Document text:
* * * * * * *

It was a signalman's duty to check each train that passed their signal box, looking for the red tail lamp exhibited on the trailing vehicle, the sighting of which confirmed that the train was still complete, and thus the section was clear.

Each train movement was logged, by hand, in a Train Register Book, and it was normal practice to provide a special desk to support this sizeable book. As well as train movements, every communication between signalmen and adjacent signal boxes via bell codes (when accepting trains or dealing with a token) was logged.

Technological advances including mechanical fixed signals in the 1840s, the electric telegraph and block working in the 1850s, and proper mechanical interlocking from 1856, allowed safer, more expeditious train working, and more complicated track layouts to be controlled single-handedly. The advent of such technological advances gradually led to the provision of an enclosed workspace known as a signal box, signal cabin or interlocking tower.

== Duties today ==
The principles of British-style railway signalling have changed little since the Victorian era and early 20th century. Modern technology has generally reduced the labour required per train movement. In many cases, a switch, button or computer command is used to alter the lie of points and control signals. Although many classic mechanical signal boxes remain in use, these are gradually being replaced by modern power signalling systems on most railways. The heartlands of British-style railway signalling could be said to be the United Kingdom, New South Wales, Victoria, Queensland, India and South Africa.

The signaller's main duty is to ensure trains get from A to B safely and on time. The classic Train Register Book remains in use at most older installations, with train describers and Automatic Train Recording taking its place in more modern power signalling schemes. All trains are listed in a computer system in the UK in time order. This system is known as TRUST. Any train can be found on here together with its schedule and route. If a train is late, it is up to the signaller to ascertain in what order the trains should run, known as regulating trains.

== Health ==
In busy locations, signalling can be very challenging and stressful, in a manner similar to air traffic control. Signallers are therefore susceptible to stress-related illness. Following protracted industrial action from unions and, much more recently, detailed studies on fatigue and ergonomics in the rail industry, prudent operators implemented strict guidelines relating to the length and number of consecutive shifts permissible for safety-critical workers, including signallers. These guidelines are ideally aimed at improving safety and reducing fatigue at work, but also the overall lifestyle of employees. In some cases, physical changes in the work environment also followed these studies, including changes in the design of signal box lighting, seating and signalling equipment.

* * * * * * *

(Point-per-instance localization records)
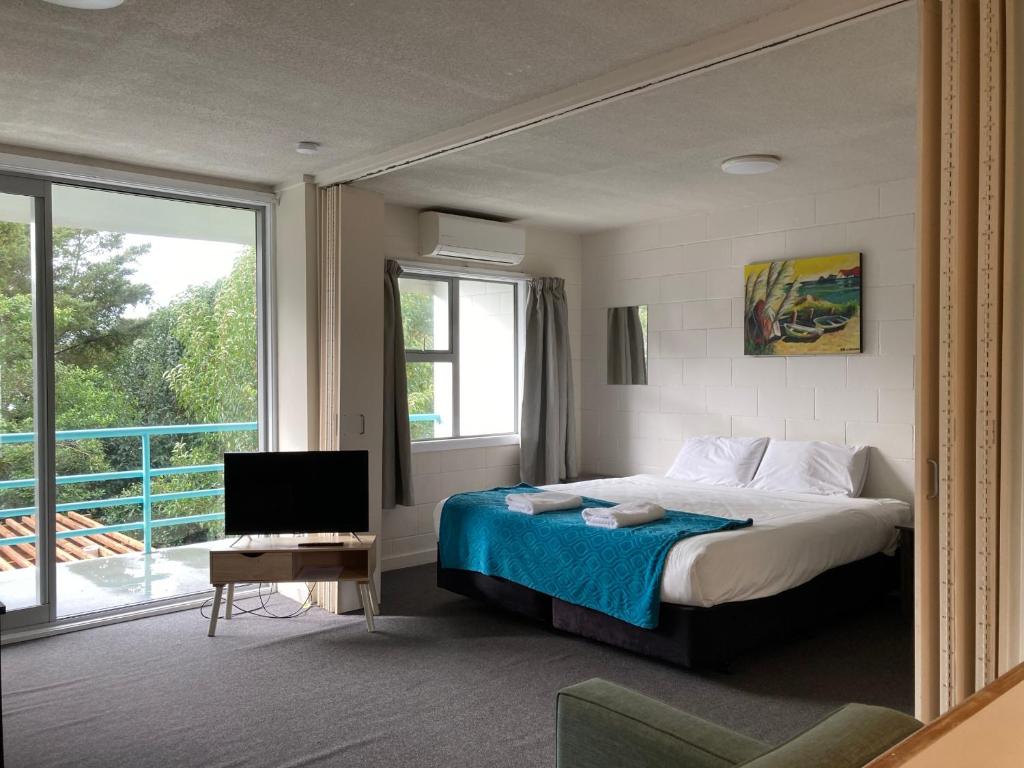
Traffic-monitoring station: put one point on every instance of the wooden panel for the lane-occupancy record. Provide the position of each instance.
(957, 356)
(926, 509)
(911, 751)
(236, 566)
(1011, 525)
(989, 338)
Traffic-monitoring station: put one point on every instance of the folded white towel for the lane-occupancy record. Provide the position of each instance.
(546, 501)
(623, 515)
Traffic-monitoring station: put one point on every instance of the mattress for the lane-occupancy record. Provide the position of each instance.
(795, 537)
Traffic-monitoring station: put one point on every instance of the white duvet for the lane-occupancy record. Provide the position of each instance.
(795, 537)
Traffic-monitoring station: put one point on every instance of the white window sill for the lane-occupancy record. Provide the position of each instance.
(459, 443)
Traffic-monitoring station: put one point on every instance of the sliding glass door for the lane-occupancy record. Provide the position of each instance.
(131, 358)
(27, 491)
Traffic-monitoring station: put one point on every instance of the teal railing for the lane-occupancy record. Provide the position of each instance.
(414, 418)
(145, 472)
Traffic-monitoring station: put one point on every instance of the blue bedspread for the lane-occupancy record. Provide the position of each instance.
(616, 571)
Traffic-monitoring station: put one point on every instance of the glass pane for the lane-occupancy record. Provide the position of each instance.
(486, 357)
(18, 507)
(425, 313)
(430, 400)
(156, 326)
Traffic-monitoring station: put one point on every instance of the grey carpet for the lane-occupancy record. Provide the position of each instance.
(444, 681)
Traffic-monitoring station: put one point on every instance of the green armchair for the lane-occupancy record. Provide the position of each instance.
(603, 725)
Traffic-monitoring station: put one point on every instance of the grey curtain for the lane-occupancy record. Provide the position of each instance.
(627, 363)
(397, 455)
(547, 434)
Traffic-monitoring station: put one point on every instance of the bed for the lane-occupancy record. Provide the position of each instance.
(806, 558)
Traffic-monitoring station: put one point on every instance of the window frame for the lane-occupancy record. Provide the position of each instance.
(44, 621)
(453, 353)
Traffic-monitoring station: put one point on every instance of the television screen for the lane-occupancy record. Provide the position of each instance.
(307, 492)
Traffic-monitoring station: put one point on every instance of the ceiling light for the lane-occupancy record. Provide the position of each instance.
(87, 4)
(748, 165)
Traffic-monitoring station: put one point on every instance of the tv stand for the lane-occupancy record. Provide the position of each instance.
(289, 559)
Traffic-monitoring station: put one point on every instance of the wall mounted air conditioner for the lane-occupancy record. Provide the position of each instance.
(443, 236)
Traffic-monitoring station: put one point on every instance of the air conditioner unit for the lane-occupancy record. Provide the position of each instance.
(443, 236)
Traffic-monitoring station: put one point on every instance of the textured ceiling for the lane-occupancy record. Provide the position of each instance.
(839, 108)
(226, 87)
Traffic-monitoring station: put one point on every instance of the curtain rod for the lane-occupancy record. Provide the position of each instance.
(502, 275)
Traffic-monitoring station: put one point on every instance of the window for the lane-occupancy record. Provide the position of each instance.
(147, 310)
(461, 355)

* * * * * * *

Task requirements:
a) From the text on railway signallers, return the passage starting with "Each train movement" and going on through "token) was logged.", copied word for word.
b) According to the text on railway signallers, what is the name of the UK computer system that lists all trains in time order?

Set of answers:
a)
Each train movement was logged, by hand, in a Train Register Book, and it was normal practice to provide a special desk to support this sizeable book. As well as train movements, every communication between signalmen and adjacent signal boxes via bell codes (when accepting trains or dealing with a token) was logged.

b) TRUST